[Start DATA SHOWN]
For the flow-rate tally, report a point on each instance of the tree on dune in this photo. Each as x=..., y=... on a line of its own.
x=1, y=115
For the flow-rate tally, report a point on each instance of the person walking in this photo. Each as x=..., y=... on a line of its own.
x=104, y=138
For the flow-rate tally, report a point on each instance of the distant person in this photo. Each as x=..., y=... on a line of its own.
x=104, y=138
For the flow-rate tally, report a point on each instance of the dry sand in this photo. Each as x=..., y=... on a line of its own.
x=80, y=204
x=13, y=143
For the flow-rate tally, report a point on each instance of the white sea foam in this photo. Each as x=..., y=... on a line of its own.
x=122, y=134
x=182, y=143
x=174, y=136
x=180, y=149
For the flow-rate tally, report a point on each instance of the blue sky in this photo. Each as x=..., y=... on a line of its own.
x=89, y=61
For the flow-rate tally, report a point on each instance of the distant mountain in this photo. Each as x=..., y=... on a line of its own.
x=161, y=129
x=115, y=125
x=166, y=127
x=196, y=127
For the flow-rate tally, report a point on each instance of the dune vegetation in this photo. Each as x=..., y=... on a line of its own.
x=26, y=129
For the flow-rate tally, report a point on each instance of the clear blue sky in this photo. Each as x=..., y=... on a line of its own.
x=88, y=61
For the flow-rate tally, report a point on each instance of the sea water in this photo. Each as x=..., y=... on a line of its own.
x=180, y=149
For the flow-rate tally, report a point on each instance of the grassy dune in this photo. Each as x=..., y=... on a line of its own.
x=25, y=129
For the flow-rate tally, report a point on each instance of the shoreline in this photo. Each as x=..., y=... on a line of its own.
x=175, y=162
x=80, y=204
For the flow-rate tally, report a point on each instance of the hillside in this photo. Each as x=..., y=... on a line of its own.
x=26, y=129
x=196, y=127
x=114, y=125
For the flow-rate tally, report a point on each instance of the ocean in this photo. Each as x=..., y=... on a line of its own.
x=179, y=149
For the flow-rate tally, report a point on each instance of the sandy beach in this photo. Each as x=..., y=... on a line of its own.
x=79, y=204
[End DATA SHOWN]
AIM OF THE TASK: Reproduce the data above line for line, from its first line through the line that contains "x=114, y=125", including that line.

CORRECT RESULT:
For the flow-rate tally, report a point on each instance of the tree on dune in this photo. Each as x=..., y=... on a line of its own.
x=1, y=115
For the flow-rate tally, report a point on each instance of the person walking in this photo. Each as x=..., y=... on a line of its own.
x=104, y=138
For the flow-rate tally, report a point on each instance of the distant person in this photo. Each as x=..., y=... on a line of its own.
x=104, y=138
For the flow-rate tally, report a point on each instance of the dry sand in this photo. Each as x=..., y=... on a line of its own.
x=80, y=204
x=13, y=143
For the flow-rate tally, report a point on each instance of the white sea foam in this photo. Each as x=..., y=... on a line of its own.
x=122, y=134
x=182, y=143
x=174, y=136
x=180, y=149
For the flow-rate tally, report a point on each instance of the blue sky in this photo. Each as x=..., y=... on a line of its own.
x=89, y=61
For the flow-rate tally, report a point on each instance of the distant mountain in this photo. Each as x=..., y=... on a line of its own.
x=161, y=129
x=115, y=125
x=166, y=127
x=196, y=127
For the flow-rate tally, report a point on each instance of the dune vegetation in this photo. Each as x=..., y=... on a line of its own.
x=26, y=129
For the flow-rate tally, report a point on each instance of the clear blue sky in this photo. Each as x=..., y=... on a line of its own.
x=88, y=61
For the flow-rate tally, report a point on each instance of the sea water in this photo. Each as x=..., y=... on a line of its own.
x=180, y=149
For the flow-rate tally, report a point on each instance of the grassy dune in this photo. Each as x=..., y=... on a line of its own.
x=25, y=129
For the flow-rate tally, report a point on each instance of the shoreline in this photo. Each as x=..., y=... on a line of its own.
x=175, y=162
x=80, y=204
For the flow-rate tally, report a point on each instance of the hillside in this photo. Each as x=..., y=... on a line of its own.
x=26, y=129
x=196, y=127
x=114, y=125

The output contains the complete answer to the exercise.